### EXERCISE REQUIREMENTS
Repeat every record exactly as given.
• • • •
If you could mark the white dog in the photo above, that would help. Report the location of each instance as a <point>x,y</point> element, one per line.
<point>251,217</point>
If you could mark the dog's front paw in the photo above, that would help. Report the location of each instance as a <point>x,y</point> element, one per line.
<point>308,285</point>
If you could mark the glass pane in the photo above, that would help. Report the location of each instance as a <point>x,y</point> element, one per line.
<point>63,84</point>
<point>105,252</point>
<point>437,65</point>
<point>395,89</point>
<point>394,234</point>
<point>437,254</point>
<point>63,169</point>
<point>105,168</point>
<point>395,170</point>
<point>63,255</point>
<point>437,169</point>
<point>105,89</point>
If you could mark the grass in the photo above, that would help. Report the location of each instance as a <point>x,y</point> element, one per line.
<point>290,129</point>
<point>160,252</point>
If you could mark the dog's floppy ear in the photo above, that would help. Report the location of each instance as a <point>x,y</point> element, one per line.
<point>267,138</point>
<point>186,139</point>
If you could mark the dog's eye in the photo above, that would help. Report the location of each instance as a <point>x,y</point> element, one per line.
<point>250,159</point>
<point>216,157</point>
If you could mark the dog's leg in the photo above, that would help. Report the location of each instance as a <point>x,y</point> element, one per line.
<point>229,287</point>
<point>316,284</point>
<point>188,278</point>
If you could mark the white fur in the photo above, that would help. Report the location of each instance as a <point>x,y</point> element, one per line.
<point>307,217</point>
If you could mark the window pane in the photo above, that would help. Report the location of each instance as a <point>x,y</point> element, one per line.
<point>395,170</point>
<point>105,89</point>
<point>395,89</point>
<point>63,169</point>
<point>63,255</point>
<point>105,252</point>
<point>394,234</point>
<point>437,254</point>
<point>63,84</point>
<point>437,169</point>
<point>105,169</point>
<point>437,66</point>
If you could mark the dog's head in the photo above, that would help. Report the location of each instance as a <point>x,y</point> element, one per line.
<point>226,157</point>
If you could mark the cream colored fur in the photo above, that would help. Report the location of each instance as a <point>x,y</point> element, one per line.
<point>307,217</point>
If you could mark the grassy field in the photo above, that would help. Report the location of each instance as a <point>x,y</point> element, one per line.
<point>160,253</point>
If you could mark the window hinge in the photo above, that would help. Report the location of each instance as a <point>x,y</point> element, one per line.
• • • •
### THE ANSWER
If you could mark the white dog in the photo above, that would help. Report the location of each instance as a <point>x,y</point> element, one per line.
<point>251,217</point>
If you could mark the dog's front paw in the photo above, that would help. Report the location of each instance as a <point>x,y</point> element, one per line.
<point>308,285</point>
If you could mark the glass pane in the photo above, that would help. Report the location of each instance as a <point>x,y</point> element, one per line.
<point>63,84</point>
<point>105,252</point>
<point>437,65</point>
<point>395,89</point>
<point>394,234</point>
<point>437,254</point>
<point>63,169</point>
<point>105,168</point>
<point>395,170</point>
<point>63,255</point>
<point>437,169</point>
<point>105,89</point>
If you could mark the grass in the photo above, that would help. Report the location of each instance as a <point>x,y</point> element, one per line.
<point>290,129</point>
<point>160,252</point>
If you could mark the dog's floppy ear in the photo above, that would help. Report the location of each instance as a <point>x,y</point> element, one per line.
<point>267,138</point>
<point>186,139</point>
If you could mark the dog's eye in the photo above, that would help. Report the location of each instance as a <point>x,y</point> element, one per line.
<point>250,159</point>
<point>216,157</point>
If you could mark the dog's leg in the photo above, that would help. Report the location of each instance as a <point>x,y</point> element, one per line.
<point>229,287</point>
<point>316,284</point>
<point>188,278</point>
If you could mark the white fur in the photo above, that would help. Report the location of each instance as a <point>x,y</point> element, one per line.
<point>307,217</point>
If you could mark the window pane in the photo above, that would help. Report the location of each instance as a <point>x,y</point> element, one per line.
<point>395,170</point>
<point>105,89</point>
<point>395,89</point>
<point>63,169</point>
<point>63,255</point>
<point>105,252</point>
<point>394,234</point>
<point>437,254</point>
<point>63,84</point>
<point>437,169</point>
<point>105,169</point>
<point>437,66</point>
If you could mark the dog's head in the photo above, that would help. Report the location of each instance as a <point>x,y</point> element, one per line.
<point>226,157</point>
If you could mark the cream colored fur in the photo above, that would help. Report the location of each instance as a <point>x,y</point> element, one per line.
<point>307,217</point>
If you could mark the grassy field in the photo above, that would help. Report the location of each instance as a <point>x,y</point> element, one per line.
<point>160,253</point>
If you could mark the window hinge in the photo above, that would help. Report the location of each instance as a <point>x,y</point> element, one per line.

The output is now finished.